[What this task involves] Reproduce the entries below character for character.

[Source records]
=== Section Start ===

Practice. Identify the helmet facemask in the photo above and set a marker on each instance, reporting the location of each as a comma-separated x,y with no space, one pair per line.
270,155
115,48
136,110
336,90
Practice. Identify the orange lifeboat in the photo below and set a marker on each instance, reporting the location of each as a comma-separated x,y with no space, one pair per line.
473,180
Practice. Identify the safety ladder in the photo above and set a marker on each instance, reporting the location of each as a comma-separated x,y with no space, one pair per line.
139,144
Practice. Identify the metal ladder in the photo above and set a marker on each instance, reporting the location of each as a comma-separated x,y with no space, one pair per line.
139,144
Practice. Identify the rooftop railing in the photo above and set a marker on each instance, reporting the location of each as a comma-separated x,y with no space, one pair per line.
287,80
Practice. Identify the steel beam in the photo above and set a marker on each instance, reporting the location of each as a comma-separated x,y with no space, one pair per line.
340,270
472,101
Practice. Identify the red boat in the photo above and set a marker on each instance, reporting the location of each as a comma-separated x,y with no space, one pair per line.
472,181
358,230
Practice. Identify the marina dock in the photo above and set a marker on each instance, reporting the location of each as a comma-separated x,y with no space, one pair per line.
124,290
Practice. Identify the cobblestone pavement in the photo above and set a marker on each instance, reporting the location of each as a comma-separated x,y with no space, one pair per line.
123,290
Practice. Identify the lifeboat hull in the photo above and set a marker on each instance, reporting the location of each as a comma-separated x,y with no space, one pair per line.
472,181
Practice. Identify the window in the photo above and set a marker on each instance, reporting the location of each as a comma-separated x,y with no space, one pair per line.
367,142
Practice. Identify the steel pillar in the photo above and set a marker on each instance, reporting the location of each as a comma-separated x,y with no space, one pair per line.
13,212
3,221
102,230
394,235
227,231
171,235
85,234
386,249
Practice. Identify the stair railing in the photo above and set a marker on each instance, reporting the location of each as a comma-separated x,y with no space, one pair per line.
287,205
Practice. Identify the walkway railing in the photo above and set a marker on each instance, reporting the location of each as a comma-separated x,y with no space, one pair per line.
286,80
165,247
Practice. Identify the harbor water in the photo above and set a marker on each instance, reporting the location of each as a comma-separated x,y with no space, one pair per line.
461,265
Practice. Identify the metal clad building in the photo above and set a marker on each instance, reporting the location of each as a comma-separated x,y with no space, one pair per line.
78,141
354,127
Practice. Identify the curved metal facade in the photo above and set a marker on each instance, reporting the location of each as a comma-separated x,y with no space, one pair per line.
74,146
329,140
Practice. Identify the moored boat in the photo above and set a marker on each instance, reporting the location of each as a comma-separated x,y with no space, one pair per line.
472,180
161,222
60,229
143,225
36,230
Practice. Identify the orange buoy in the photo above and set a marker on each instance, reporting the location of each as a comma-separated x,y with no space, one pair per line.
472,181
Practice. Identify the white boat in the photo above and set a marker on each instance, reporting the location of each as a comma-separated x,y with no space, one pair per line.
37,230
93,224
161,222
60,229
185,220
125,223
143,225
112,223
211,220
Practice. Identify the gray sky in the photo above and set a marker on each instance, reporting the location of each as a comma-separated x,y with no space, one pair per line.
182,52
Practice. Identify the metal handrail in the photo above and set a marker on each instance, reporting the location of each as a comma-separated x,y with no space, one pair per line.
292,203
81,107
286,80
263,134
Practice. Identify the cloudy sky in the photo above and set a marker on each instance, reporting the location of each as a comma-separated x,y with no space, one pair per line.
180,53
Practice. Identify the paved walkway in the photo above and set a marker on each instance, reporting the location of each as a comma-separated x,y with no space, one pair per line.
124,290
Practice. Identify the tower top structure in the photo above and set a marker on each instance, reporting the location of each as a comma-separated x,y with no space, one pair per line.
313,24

=== Section End ===

[Answer]
Practice. Identify the helmet facemask in the photo above and set a marker on each instance, reporting the location of each as a comma-separated x,y with no space, one pair per line.
270,155
115,48
136,110
336,90
Practice. Identify the orange lifeboat in the photo below and set a marker on each instance, reporting the location of each as a comma-separated x,y with no space, one pair per line.
473,180
Practice. Identify the safety ladder in the photo above and set a marker on each instance, reporting the location of each as a comma-separated x,y with no space, one pair per line.
139,144
Practice. Identify the metal ladder in the photo above and set a marker on each instance, reporting the location of each as a comma-separated x,y with no space, one pair per line.
139,144
Practice. Identify the rooftop railing in the photo above and set a marker on each instance, reporting the location of each as a comma-separated x,y with no space, one pair per line.
287,80
Practice. Identify the steel beam in the photo above and set a marker on each instance, reporting the location of each as a comma-separated x,y with no space, one pair per line.
340,270
472,101
Practice. Identify the red boat in the photo above and set a marker on each instance, reporting the location of each as a comma-separated x,y with no space, one pair per line.
472,181
358,230
Practice. Identify the marina dock in the photo above and set a marker on each instance, reporting the location of each as a comma-separated x,y with no space, one pair per line.
124,290
Practice. Identify the cobblestone pavement in the photo above and set a marker on each instance, reporting the location of each as a comma-separated x,y with no space, one pair per line.
123,290
Practice. Identify the lifeboat hull in the photo above and set a marker on each instance, reporting the location of each as a comma-separated x,y with no space, one pair per line.
472,181
Practice. Identify the window in the photo above and set a marker on each instance, reporting the location of each as a comma-separated x,y with no space, one pair per line.
367,142
Practice. Identify the steel pillar in the photo above and set a marker on each instance, reporting the location of each as a comma-separated x,y with no space, one pair per line.
13,212
3,221
102,230
394,235
227,231
171,235
85,234
386,249
Practice. Identify the stair railing in the photo above and set a marker on each instance, reporting the location of each as a comma-separated x,y with no space, one pair per line.
287,205
Practice. Identify the walkway railing in the photo above and set a marker on each instance, reporting the location of each as a comma-separated x,y with no space, one pair per line.
286,80
165,247
Practice. Identify the harbor water in the photo above and set a marker on each instance, reporting the location of each as a comma-separated x,y with no space, one pair per line.
461,265
Practice. Identify the metal clad building in the photo above and set a marker on each instance, reporting the location of each as a comma-separated x,y with no space, one pair per line.
78,141
354,127
Practice. Identify the curved metal facade in the photo above and set a marker on each instance, reporting the location of each as a comma-separated x,y with no space, one pair per line.
74,146
329,140
Practice. Identify the moored boat in the photo above and set a marker on each instance, reporting the location of each as a comma-separated x,y with no space, one pair per line.
472,180
161,222
60,229
143,225
36,230
Practice. Identify the orange buoy in the photo above and set a marker on each instance, reporting the location of each as a comma-separated x,y with no space, one pair per line.
472,181
Practice. Identify the white boat in the photo above and set a marker on each instance, reporting the location of each as a comma-separated x,y with no space, one pair per line.
37,230
93,224
161,222
60,229
185,220
125,223
143,225
112,223
211,220
Practice. Identify the gray sky in the photo above and set a marker on each instance, reporting the location of each as a comma-separated x,y with no space, one pair per line.
182,52
Practice. Identify the metal handrail in the photo above and set a marker on each instance, reporting the location of each as a comma-separated x,y with no space, one pair per line.
292,203
81,107
286,80
263,134
Practice. Identify the cloudy sky in the photo above and set a marker on each instance, reporting the location of each as a comma-separated x,y with no space, one pair per line.
180,53
Practice. Identify the paved walkway in the photo above and set a marker on each instance, reporting the location of each as a comma-separated x,y with no space, one pair per line.
124,290
Practice. Identify the tower top structure in the photo above and set a marker on each instance, reporting the location of each as a comma-separated x,y with no space, one pair per line.
313,24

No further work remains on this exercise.